[Stored items]
*** Block opens ***
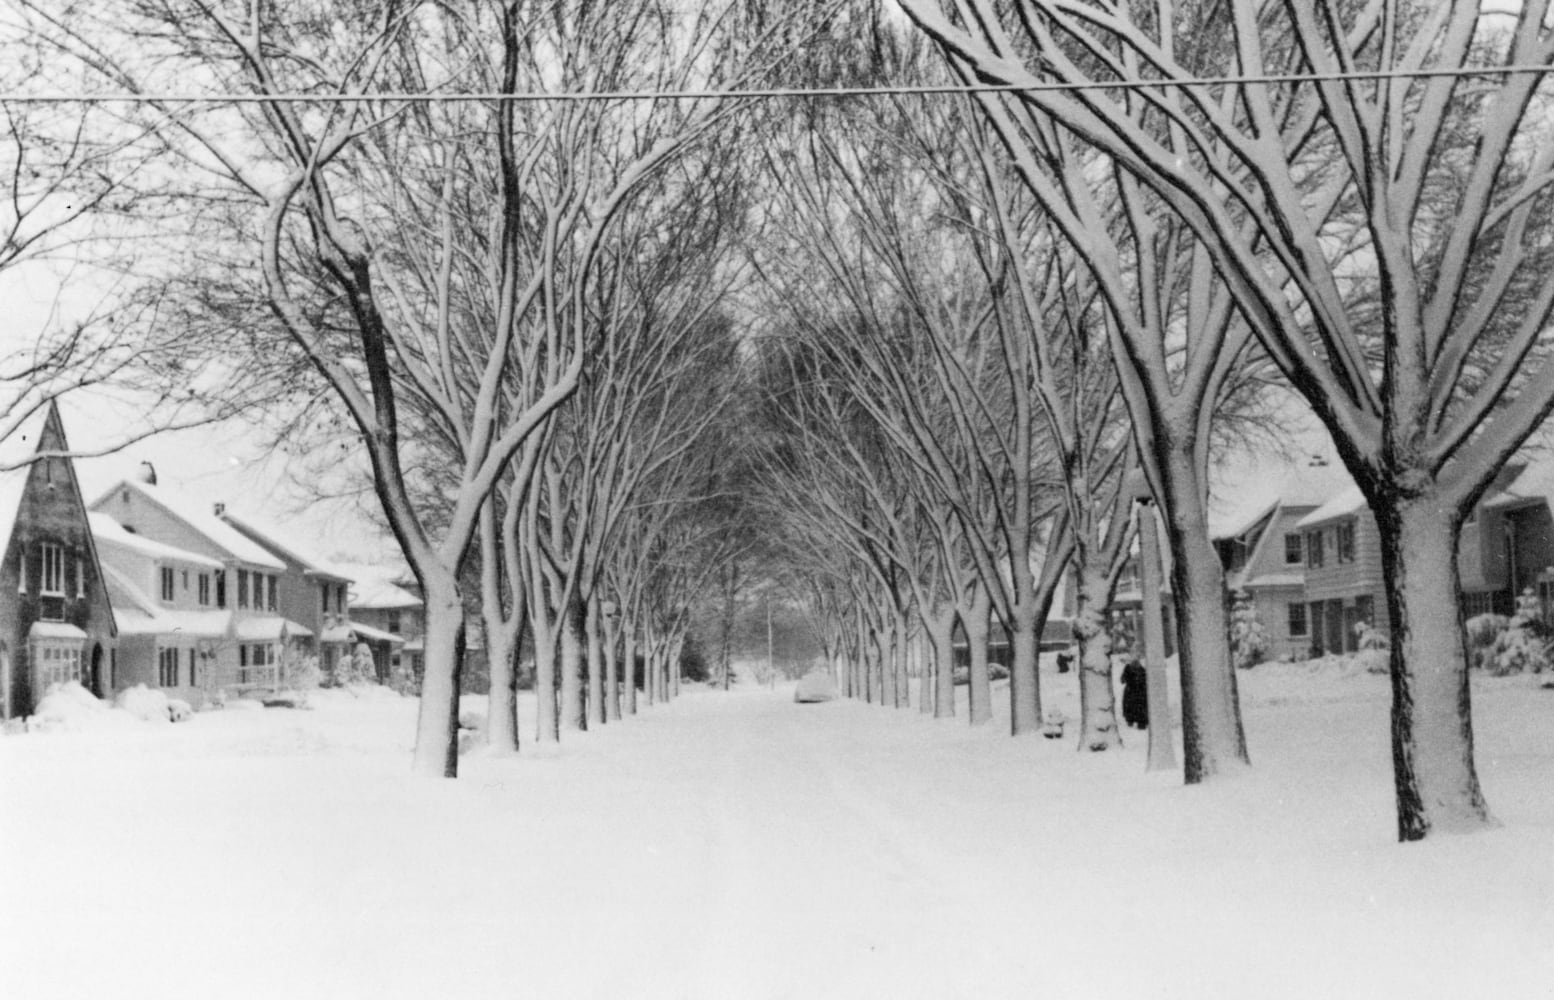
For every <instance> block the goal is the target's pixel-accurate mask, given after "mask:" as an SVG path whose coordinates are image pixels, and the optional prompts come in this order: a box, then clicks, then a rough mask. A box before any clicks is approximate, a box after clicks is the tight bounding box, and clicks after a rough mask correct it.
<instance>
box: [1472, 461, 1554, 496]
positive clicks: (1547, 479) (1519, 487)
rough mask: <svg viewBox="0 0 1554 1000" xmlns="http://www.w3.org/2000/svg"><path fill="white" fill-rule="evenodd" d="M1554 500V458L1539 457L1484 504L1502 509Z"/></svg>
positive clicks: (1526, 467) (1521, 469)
*** Block closes ***
*** Block opens ***
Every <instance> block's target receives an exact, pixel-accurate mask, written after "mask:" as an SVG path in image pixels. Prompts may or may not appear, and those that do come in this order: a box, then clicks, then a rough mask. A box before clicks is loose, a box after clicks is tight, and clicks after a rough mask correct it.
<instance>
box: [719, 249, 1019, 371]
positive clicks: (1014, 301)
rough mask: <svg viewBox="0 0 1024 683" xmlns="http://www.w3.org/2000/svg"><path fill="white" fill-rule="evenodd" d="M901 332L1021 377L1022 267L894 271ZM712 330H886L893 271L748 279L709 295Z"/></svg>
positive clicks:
*** Block closes ***
**Exercise instructions:** Copy the lines of the data above exactly as written, beginning with the line containing "Every <instance> block's" and ending with the line containing "332L1021 377L1022 267L894", and leave out all other lines.

**Answer space:**
Every <instance> block's target receives an exact, pixel-accurate mask, written after "mask:" as an SVG path in image pixels. Prompts may or may not appear, and those that do come in this order: a box, then clicks, then a rough mask. A box before clicks is loose, a box after clicks is tight, and clicks after a rough mask correct it.
<instance>
box: [719, 249, 1019, 371]
positive clicks: (1014, 301)
rough mask: <svg viewBox="0 0 1024 683" xmlns="http://www.w3.org/2000/svg"><path fill="white" fill-rule="evenodd" d="M901 332L1021 377L1022 267L894 271ZM712 330H886L893 271L748 279L709 295Z"/></svg>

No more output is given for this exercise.